Copy the data word for word, from the start through the line that contains "positive clicks: (1610, 207) (895, 12)", including that line.

# # #

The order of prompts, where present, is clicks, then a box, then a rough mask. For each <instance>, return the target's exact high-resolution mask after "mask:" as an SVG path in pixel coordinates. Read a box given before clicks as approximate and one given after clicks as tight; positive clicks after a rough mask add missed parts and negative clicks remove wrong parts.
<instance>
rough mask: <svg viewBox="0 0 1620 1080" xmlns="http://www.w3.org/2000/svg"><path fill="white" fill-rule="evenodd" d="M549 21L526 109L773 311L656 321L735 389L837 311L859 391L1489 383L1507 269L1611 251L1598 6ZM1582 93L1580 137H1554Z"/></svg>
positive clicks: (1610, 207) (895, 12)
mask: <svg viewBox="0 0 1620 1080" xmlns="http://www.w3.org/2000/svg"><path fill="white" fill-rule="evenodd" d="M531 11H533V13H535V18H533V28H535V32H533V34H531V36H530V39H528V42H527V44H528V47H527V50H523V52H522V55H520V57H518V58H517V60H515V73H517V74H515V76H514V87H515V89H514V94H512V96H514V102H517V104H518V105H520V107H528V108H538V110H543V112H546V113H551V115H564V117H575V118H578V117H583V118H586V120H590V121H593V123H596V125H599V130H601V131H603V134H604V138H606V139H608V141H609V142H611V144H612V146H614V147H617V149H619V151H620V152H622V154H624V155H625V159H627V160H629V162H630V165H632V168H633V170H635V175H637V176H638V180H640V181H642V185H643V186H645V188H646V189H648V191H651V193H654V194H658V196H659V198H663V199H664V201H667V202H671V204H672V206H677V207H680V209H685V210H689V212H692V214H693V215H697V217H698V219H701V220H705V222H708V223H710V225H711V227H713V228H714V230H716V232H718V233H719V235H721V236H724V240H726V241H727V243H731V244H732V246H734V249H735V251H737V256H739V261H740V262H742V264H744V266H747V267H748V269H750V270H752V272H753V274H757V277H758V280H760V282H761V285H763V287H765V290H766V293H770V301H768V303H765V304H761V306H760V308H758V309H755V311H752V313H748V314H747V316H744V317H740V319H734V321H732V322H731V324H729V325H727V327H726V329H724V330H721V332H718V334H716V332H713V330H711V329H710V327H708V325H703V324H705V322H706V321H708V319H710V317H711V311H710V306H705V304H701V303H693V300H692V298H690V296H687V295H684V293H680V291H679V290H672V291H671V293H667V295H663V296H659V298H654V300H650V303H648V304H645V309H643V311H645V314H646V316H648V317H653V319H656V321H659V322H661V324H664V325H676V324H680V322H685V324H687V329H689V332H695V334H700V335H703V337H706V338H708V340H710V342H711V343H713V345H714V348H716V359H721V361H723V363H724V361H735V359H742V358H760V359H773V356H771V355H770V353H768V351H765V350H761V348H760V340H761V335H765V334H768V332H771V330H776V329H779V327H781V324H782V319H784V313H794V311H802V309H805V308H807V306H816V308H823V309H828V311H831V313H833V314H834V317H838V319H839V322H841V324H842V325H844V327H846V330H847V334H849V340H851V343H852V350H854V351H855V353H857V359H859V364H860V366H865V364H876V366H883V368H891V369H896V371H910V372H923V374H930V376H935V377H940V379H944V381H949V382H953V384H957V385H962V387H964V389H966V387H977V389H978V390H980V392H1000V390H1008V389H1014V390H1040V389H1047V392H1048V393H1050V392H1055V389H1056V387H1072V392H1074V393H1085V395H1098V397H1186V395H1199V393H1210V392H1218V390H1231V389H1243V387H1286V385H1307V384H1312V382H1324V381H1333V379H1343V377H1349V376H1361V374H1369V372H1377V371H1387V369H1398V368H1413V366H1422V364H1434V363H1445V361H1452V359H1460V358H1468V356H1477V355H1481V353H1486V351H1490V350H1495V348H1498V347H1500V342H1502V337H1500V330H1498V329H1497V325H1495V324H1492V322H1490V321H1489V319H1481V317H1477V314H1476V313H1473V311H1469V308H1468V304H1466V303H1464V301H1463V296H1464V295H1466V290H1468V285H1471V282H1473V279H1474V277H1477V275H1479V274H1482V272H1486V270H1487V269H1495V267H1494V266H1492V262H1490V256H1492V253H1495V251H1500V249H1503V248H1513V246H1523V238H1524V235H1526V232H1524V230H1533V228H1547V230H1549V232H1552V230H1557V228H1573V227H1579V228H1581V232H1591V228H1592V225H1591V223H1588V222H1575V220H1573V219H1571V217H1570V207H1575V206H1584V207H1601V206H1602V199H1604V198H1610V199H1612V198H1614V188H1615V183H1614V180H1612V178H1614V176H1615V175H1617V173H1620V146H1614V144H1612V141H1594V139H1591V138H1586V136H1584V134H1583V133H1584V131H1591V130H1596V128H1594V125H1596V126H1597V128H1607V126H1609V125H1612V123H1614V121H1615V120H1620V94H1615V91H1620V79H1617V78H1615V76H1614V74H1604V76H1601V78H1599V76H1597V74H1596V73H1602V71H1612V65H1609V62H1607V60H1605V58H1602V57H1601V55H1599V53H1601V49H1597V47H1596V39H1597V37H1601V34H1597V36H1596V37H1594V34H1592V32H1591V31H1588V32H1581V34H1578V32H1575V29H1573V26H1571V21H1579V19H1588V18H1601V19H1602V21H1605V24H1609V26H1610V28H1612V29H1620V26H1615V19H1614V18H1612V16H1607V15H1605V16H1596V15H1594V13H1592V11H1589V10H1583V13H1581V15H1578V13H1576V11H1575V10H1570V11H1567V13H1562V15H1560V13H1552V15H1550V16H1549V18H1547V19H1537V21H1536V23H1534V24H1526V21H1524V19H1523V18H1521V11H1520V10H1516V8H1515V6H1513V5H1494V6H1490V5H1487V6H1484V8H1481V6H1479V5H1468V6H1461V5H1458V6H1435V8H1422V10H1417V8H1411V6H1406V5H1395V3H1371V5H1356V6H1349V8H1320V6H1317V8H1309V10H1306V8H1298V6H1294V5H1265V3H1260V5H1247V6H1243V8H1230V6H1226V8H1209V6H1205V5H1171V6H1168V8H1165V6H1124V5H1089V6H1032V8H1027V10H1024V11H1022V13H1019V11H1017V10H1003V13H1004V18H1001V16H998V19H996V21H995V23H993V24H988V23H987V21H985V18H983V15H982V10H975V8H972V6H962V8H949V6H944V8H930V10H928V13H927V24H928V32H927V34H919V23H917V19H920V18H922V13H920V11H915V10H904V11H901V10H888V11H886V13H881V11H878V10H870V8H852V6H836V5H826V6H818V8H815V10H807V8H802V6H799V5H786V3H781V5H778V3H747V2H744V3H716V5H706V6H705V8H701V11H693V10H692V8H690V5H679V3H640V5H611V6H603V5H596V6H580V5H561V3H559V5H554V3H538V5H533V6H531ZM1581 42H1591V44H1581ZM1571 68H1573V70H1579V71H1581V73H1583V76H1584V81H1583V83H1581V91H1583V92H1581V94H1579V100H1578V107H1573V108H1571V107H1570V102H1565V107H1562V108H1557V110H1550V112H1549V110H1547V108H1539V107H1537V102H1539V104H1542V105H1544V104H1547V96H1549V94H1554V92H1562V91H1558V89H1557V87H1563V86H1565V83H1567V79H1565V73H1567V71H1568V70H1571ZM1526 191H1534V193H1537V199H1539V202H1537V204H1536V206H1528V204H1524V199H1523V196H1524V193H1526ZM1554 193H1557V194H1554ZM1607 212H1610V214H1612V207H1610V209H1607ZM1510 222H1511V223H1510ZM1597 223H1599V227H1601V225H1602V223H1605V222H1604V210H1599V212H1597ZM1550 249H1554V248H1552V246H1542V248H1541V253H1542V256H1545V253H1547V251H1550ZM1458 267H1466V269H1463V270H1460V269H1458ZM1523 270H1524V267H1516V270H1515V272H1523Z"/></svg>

# # #

=== THE COMPLETED TASK ===
The order of prompts, where present, is clicks, then a box, then a rough mask. For each <instance>, return the target's exact high-resolution mask after "mask:" as an SVG path in pixel coordinates. Read a box given before clicks as approximate and one given after clicks as tight; positive clicks after a rough mask add missed parts and negative clicks remove wrong parts.
<instance>
rough mask: <svg viewBox="0 0 1620 1080" xmlns="http://www.w3.org/2000/svg"><path fill="white" fill-rule="evenodd" d="M549 21L526 109L773 311L656 321L735 389L837 311L859 391L1489 383L1507 269L1611 251L1598 6ZM1582 93L1580 137H1554Z"/></svg>
positive clicks: (1610, 207) (895, 12)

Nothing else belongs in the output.